[Directions] The entries should each be set down again precisely.

(The data begins)

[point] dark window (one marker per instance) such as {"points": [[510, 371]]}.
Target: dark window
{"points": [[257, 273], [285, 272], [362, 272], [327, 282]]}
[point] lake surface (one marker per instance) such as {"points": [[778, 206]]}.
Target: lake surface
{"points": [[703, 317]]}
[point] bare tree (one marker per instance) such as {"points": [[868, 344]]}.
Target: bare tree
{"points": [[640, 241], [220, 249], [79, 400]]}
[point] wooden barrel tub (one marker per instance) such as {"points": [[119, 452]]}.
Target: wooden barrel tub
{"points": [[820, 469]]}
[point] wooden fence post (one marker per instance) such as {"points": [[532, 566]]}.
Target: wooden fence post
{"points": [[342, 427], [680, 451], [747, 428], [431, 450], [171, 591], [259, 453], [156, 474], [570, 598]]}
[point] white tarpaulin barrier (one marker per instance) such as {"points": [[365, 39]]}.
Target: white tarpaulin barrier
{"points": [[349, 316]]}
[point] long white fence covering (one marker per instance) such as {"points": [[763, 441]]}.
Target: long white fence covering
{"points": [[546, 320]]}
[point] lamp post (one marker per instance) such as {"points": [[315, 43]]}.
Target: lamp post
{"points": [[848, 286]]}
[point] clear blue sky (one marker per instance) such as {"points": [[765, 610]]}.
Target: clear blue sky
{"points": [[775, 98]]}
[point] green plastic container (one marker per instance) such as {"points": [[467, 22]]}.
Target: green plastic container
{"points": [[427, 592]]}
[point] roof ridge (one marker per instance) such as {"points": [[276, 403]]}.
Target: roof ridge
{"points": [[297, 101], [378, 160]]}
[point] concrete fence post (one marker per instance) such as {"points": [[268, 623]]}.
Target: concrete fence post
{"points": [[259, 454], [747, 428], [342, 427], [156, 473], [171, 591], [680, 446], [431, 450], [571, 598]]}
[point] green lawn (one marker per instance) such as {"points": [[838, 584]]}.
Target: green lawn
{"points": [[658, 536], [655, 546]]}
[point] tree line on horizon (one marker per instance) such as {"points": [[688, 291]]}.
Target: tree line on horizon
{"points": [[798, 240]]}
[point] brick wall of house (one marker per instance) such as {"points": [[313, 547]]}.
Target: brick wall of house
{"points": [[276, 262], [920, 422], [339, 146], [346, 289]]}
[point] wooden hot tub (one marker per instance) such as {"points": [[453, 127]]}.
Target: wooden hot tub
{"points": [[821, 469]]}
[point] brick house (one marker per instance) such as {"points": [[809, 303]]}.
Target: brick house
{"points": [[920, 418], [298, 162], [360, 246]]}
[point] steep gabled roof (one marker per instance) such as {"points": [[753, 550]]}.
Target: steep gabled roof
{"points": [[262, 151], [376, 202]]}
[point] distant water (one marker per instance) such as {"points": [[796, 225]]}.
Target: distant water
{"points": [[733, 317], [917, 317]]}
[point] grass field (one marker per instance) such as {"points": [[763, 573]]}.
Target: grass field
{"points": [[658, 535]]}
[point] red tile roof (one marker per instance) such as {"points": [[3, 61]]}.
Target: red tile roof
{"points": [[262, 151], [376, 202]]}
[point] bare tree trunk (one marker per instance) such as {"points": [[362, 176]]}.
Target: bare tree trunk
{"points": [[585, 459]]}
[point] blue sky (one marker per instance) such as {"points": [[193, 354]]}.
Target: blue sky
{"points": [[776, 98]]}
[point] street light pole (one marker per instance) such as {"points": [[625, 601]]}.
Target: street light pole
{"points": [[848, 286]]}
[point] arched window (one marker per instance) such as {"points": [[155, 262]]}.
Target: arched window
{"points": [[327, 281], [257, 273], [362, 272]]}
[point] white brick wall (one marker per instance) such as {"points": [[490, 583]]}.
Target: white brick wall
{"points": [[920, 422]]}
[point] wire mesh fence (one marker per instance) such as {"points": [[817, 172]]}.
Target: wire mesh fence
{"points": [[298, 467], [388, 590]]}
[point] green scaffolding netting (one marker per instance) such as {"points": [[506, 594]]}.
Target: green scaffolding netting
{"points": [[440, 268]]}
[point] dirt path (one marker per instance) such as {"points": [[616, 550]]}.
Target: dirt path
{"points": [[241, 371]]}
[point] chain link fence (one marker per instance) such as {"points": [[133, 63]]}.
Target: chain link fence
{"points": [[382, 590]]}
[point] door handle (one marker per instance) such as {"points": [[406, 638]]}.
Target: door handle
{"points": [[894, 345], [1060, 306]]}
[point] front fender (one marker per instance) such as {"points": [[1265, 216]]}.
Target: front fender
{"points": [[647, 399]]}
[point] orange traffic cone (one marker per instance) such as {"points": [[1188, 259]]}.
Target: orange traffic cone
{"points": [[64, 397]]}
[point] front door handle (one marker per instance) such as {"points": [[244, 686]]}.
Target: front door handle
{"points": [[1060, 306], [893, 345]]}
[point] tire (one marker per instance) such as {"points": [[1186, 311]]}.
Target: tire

(The data ends)

[Output of the task]
[point] dark window (one marker per instance) such as {"points": [[510, 371]]}.
Target: dark window
{"points": [[257, 273], [285, 272], [362, 272], [327, 282]]}
[point] lake surface (one marker per instance) such as {"points": [[778, 206]]}.
Target: lake surface
{"points": [[703, 317]]}
[point] bare tree (one marker per instance) such as {"points": [[868, 344]]}.
Target: bare tree
{"points": [[640, 241], [220, 249], [79, 400]]}
[point] wooden barrel tub (one marker per instance) such as {"points": [[119, 452]]}.
Target: wooden barrel tub
{"points": [[820, 469]]}
[point] wooden fence post (one marker per instance) such as {"points": [[532, 566]]}.
Target: wooden fence post
{"points": [[342, 427], [680, 451], [747, 428], [431, 450], [171, 591], [259, 453], [156, 474], [570, 598]]}
[point] white tarpaulin barrier (one marker per instance) such as {"points": [[365, 39]]}.
Target: white tarpaulin barrier
{"points": [[349, 316]]}
[point] long white fence covering (one marker per instance) such as {"points": [[763, 441]]}.
Target: long white fence covering
{"points": [[546, 320]]}
[point] lamp post (one marker per instance) such as {"points": [[315, 43]]}.
Target: lamp post
{"points": [[848, 286]]}
[point] clear blue sky (one marker per instance) such as {"points": [[765, 610]]}.
Target: clear blue sky
{"points": [[775, 98]]}
[point] green plastic container (one marker per instance) such as {"points": [[467, 22]]}.
Target: green plastic container
{"points": [[427, 592]]}
[point] roof ridge (one marker per instance) such as {"points": [[276, 403]]}.
Target: roof ridge
{"points": [[297, 101], [378, 160]]}
[point] concrete fence post (one marker per instance) such as {"points": [[268, 623]]}.
Target: concrete fence post
{"points": [[259, 454], [747, 428], [342, 427], [156, 473], [171, 591], [680, 446], [431, 450], [571, 598]]}
[point] green lawn (one marker per instance) such as {"points": [[838, 584]]}.
Target: green lawn
{"points": [[658, 536], [655, 546]]}
[point] tree line on horizon (one marker per instance) such as {"points": [[688, 291]]}.
Target: tree line on horizon
{"points": [[798, 240]]}
[point] brick wall of house (one marker per instance) such as {"points": [[313, 547]]}.
Target: brick wall of house
{"points": [[276, 262], [920, 422], [339, 146], [346, 289]]}
[point] wooden hot tub (one marker per instance) such as {"points": [[453, 127]]}.
Target: wooden hot tub
{"points": [[821, 469]]}
[point] brick house (one marker per instance) such as {"points": [[809, 303]]}.
Target: brick house
{"points": [[920, 418], [298, 162], [360, 246]]}
[point] steep gabled roof (one marker per instance) such as {"points": [[753, 550]]}.
Target: steep gabled roof
{"points": [[262, 151], [376, 202]]}
[point] distant water (one marker per instance) such as {"points": [[796, 225]]}.
Target: distant water
{"points": [[733, 317], [917, 317]]}
[point] grass field (one marker per instance) such as {"points": [[763, 573]]}.
Target: grass field
{"points": [[658, 535]]}
[point] red tile roof (one marker per instance) such as {"points": [[3, 61]]}.
Target: red tile roof
{"points": [[262, 151], [376, 202]]}
[point] bare tree trunk (one marker per instance) such as {"points": [[362, 176]]}.
Target: bare tree trunk
{"points": [[585, 459]]}
[point] blue sky (one marker per instance) such as {"points": [[193, 354]]}.
Target: blue sky
{"points": [[776, 98]]}
[point] street light pole (one marker per instance) such as {"points": [[625, 601]]}.
Target: street light pole
{"points": [[848, 286]]}
[point] arched window (one marker per instance) such as {"points": [[155, 262]]}.
Target: arched window
{"points": [[327, 281], [257, 273], [362, 272]]}
[point] white brick wall (one marker per instance) such as {"points": [[490, 583]]}.
Target: white brick wall
{"points": [[920, 422]]}
[point] wire mesh fence (one marker per instance) such as {"points": [[817, 172]]}.
Target: wire mesh fence
{"points": [[298, 467], [388, 590]]}
[point] green scaffolding netting (one marker per instance) such as {"points": [[506, 594]]}.
Target: green scaffolding netting
{"points": [[440, 268]]}
[point] dirt path (one marker per instance) such as {"points": [[616, 550]]}.
Target: dirt path
{"points": [[241, 371]]}
[point] chain link fence (one marker per instance) such as {"points": [[133, 63]]}.
Target: chain link fence
{"points": [[382, 590]]}
[point] door handle (one marker per instance) such as {"points": [[406, 638]]}.
Target: door handle
{"points": [[894, 345], [1060, 306]]}
[point] front fender (one marker per instance) such as {"points": [[1265, 216]]}.
Target: front fender
{"points": [[647, 399]]}
[point] orange traffic cone (one marker per instance) such as {"points": [[1188, 259]]}.
Target: orange traffic cone
{"points": [[64, 397]]}
[point] front door handle (one marker per instance) such as {"points": [[244, 686]]}.
Target: front door handle
{"points": [[1060, 306], [893, 345]]}
[point] tire (one marker per instance) such as {"points": [[1186, 311]]}.
Target: tire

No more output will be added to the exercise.